#### WHAT YOU NEED TO DO
Out of the entries that follow, copy each line containing "below".

Data records
########

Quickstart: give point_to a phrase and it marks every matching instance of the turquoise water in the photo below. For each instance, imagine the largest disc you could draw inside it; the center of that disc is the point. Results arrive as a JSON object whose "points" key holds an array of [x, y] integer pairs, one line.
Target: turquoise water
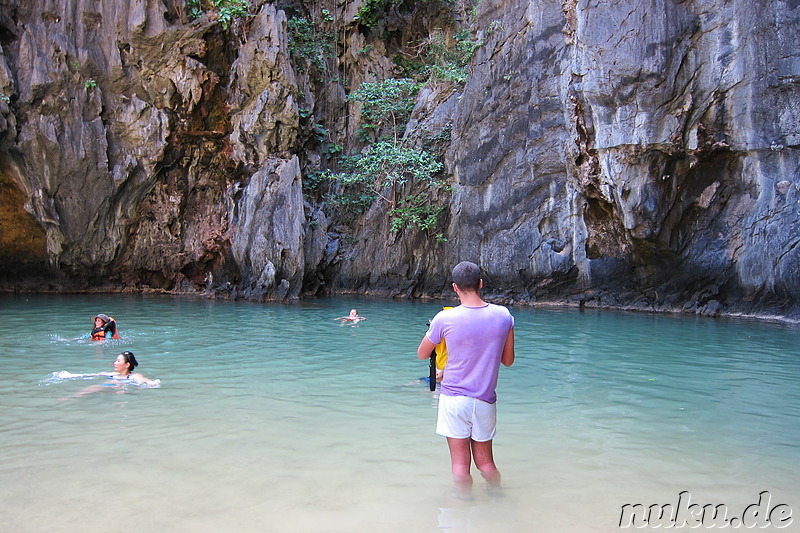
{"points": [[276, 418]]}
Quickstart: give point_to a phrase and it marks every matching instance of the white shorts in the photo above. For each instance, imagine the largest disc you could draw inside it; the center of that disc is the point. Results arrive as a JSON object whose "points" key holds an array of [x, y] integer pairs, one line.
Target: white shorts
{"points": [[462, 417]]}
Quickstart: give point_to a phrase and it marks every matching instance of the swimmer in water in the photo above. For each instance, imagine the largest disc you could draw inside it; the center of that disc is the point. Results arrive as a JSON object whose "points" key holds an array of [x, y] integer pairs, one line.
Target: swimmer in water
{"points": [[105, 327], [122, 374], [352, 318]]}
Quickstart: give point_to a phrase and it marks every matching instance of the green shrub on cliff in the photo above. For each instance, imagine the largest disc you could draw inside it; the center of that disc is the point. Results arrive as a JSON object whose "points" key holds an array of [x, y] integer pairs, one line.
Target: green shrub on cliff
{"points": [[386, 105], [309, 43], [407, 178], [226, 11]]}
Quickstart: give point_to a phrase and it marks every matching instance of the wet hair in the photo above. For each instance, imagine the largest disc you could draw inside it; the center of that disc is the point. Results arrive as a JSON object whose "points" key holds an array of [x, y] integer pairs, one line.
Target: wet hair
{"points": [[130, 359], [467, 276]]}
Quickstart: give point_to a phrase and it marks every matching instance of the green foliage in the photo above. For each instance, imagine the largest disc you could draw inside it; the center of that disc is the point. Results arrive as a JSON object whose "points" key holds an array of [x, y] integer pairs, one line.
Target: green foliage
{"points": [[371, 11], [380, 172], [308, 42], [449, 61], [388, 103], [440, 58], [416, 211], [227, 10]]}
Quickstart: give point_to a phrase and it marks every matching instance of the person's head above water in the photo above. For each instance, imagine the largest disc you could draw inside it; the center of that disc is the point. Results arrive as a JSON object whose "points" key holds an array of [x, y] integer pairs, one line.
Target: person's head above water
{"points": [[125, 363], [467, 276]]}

########

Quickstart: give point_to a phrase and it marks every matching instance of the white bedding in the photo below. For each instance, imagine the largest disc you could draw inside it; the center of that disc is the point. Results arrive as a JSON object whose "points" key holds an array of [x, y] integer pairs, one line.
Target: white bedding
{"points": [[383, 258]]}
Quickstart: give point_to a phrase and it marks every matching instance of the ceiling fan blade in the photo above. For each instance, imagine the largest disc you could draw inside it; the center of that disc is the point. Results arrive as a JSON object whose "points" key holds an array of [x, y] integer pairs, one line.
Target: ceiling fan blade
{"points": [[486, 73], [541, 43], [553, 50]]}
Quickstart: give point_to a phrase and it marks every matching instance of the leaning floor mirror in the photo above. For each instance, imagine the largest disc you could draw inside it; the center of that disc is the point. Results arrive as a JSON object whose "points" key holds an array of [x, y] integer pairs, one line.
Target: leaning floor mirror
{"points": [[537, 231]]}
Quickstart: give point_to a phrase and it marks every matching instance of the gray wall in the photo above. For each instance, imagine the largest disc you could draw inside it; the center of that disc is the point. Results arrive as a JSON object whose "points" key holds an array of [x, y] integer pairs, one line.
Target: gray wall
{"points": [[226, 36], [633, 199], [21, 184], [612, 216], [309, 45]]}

########

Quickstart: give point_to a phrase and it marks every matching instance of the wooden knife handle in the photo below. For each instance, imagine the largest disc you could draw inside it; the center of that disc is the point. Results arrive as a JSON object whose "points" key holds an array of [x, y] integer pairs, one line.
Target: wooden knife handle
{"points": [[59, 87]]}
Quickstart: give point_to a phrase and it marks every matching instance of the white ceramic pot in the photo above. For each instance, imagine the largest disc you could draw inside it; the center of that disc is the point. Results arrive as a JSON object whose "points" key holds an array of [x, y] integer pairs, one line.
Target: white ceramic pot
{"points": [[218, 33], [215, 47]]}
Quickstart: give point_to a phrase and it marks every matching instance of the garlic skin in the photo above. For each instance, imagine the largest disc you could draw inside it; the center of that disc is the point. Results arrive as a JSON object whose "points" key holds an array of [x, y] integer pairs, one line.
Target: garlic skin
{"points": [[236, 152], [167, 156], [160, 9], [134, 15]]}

########

#### SOLUTION
Quickstart: give point_to a phrase and it marks every matching instance of the turquoise water in the photo below. For each instance, imagine the largest disc you could draw inside it; the center of that disc is the point. Results arrive as a JSON object whose "points" key holds an array of [x, y] integer pairs, one line.
Quickstart: give point_to a phrase and it marks every matching instance of the white bedding in the photo below. For each instance, imagine the largest disc you could draw inside it; the center of that disc is the point. Results arrive as a JSON object whose "points" key holds an array of [x, y] integer pairs, one line.
Quickstart: give point_to a phrase and it marks every matching instance of the wooden knife handle in the photo below. For each instance, imagine the largest disc you could draw inside it; the center of that disc is the point. Results arrive as a JSON object whose "points" key holds an array of [x, y] integer pairs, one line.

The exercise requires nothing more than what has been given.